____ Fragmento del documento

Además, España es, dentro de la Unión Europea, uno de los que dedican menos esfuerzo a la formación continua de los trabajadores adultos. En Alemania, el tiempo destinado a formación equivale al 9% de la jornada de trabajo de los ocupados, mientras que en España no llega al 1%. Esta carencia viene a acrecentar aquella desventaja de forma acumulativa, Los frenos a la movilidad de la fuerza de trabajo ocupada han venido siendo la respuesta a la ansiedad del colectivo de población en edad madura de quedar atrapado en situaciones de paro si son despedidos, ya que sus cualificaciones han sido adquiridas mayoritariamente en y por el trabajo y son específicas de la empresa en la que trabajan, de modo que la dificultad de reutilización de su capacidad productiva hace aumentar desproporcionadamente el riesgo de desempleo de larga duración en caso de pérdida del puesto de trabajo.

________

▶ _Tareas_
a. Presenta como CSV de dos columnas, «consulta» y «respuesta», el tramo de las filas que abre con la línea que contiene "The locate routine indicates the piece" y cierra con la que contiene "x=405 y=134". Cada fila ocupa una línea del CSV, con su texto y su respuesta en campos entre comillas y los saltos de línea cambiados por espacios.
b. Escribe cómo sigue el fragmento sobre la formación de los trabajadores adultos en España, a partir de donde termina.

____ Datos proporcionados

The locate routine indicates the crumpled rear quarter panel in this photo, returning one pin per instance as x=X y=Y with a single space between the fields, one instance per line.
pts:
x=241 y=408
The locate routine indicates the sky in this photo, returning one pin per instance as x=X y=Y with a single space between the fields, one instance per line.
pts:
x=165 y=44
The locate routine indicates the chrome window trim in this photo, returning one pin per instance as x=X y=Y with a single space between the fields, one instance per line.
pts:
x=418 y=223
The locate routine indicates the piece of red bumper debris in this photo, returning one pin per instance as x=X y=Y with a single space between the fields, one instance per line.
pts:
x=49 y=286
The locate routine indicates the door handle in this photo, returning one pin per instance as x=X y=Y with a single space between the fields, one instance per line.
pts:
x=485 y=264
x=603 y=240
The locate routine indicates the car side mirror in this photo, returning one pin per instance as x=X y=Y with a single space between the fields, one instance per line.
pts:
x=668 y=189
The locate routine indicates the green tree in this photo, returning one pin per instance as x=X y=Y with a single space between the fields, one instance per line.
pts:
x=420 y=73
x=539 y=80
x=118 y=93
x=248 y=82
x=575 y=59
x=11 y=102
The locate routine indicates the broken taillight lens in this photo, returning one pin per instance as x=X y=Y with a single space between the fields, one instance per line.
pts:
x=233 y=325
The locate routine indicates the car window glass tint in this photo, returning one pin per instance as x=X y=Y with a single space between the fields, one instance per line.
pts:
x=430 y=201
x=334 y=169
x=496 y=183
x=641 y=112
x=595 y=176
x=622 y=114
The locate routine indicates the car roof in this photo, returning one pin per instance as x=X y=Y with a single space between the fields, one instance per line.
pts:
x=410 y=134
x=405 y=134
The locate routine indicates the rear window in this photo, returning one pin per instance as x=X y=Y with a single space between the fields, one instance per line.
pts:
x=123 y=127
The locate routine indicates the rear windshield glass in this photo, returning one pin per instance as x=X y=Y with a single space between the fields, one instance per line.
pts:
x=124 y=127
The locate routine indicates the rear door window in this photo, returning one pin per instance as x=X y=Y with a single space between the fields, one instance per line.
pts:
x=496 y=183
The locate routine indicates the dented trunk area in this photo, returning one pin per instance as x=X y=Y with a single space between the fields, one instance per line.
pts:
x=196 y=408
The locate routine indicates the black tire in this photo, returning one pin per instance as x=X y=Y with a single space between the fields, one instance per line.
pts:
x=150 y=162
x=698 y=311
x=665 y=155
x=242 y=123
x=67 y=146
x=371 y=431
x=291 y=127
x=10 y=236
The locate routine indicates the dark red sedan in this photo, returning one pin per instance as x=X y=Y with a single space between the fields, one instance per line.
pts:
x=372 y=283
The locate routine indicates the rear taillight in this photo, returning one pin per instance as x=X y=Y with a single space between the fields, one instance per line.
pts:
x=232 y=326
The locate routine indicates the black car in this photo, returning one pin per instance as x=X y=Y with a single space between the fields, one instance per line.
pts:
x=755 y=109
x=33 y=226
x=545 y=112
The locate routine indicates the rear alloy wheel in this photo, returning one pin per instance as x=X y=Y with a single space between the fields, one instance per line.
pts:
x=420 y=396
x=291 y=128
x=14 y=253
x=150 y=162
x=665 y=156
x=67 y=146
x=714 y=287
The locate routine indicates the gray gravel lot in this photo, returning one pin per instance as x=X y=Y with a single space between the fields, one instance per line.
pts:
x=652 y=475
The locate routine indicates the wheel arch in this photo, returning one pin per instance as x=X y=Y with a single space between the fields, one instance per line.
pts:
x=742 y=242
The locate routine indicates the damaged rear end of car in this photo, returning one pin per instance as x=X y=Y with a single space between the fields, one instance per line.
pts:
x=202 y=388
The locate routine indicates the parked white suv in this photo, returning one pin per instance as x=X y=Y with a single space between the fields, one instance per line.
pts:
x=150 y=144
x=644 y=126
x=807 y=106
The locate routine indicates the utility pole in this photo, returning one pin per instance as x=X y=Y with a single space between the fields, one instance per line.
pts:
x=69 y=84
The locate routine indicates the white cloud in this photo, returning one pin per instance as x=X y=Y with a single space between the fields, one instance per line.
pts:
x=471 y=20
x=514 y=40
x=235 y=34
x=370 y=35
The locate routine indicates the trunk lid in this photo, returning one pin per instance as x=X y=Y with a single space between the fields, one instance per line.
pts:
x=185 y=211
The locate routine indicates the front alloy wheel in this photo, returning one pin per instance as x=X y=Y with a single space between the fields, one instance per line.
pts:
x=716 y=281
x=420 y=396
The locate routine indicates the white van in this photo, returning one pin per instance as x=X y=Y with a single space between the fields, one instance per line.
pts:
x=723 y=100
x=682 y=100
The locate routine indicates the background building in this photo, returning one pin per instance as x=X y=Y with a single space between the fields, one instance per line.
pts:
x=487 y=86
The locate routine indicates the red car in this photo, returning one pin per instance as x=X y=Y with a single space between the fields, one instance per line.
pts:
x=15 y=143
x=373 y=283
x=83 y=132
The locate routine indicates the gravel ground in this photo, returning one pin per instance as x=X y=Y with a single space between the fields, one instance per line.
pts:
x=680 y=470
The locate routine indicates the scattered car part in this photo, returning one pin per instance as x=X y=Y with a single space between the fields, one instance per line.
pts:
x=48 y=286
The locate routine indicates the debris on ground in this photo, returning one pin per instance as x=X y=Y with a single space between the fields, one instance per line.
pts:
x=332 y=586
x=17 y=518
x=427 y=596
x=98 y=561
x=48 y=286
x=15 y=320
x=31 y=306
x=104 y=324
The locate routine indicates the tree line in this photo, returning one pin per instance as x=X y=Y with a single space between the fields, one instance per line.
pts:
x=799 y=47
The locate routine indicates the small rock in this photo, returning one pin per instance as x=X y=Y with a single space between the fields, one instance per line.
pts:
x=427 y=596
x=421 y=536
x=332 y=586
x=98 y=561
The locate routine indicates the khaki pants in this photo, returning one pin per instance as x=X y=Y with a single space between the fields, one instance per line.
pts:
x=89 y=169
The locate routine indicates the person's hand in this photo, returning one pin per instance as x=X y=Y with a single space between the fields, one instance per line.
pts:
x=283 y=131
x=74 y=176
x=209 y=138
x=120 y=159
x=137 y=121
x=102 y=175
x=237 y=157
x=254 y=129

________

▶ _Respuestas por tarea_
a.
consulta,respuesta
"The locate routine indicates the piece of red bumper debris in this photo, returning one pin per instance as x=X y=Y with a single space between the fields, one instance per line. pts:","x=49 y=286"
"The locate routine indicates the door handle in this photo, returning one pin per instance as x=X y=Y with a single space between the fields, one instance per line. pts:","x=485 y=264 x=603 y=240"
"The locate routine indicates the car side mirror in this photo, returning one pin per instance as x=X y=Y with a single space between the fields, one instance per line. pts:","x=668 y=189"
"The locate routine indicates the green tree in this photo, returning one pin per instance as x=X y=Y with a single space between the fields, one instance per line. pts:","x=420 y=73 x=539 y=80 x=118 y=93 x=248 y=82 x=575 y=59 x=11 y=102"
"The locate routine indicates the broken taillight lens in this photo, returning one pin per instance as x=X y=Y with a single space between the fields, one instance per line. pts:","x=233 y=325"
"The locate routine indicates the car window glass tint in this photo, returning one pin per instance as x=X y=Y with a single space between the fields, one instance per line. pts:","x=430 y=201 x=334 y=169 x=496 y=183 x=641 y=112 x=595 y=176 x=622 y=114"
"The locate routine indicates the car roof in this photo, returning one pin per instance as x=X y=Y with a single space between the fields, one instance per line. pts:","x=410 y=134 x=405 y=134"

b.
Supongamos que las empresas ya están utilizando plenamente a la población empleada y que una disminución del 9% de la jornada de trabajo efectiva les obliga a aumentar sus plantillas en esa misma proporción, contratando a nuevos trabajadores para sustituir el tiempo de trabajo perdido. Supongamos también que tal situación se hace con trabajadores jóvenes, dada su disponibilidad para el empleo y su buena preparación. ¿Cómo podría desencadenarse esta dinámica, de manera que todos los participantes actuasen movidos por incentivos, sin tener que obligarles a hacerlo?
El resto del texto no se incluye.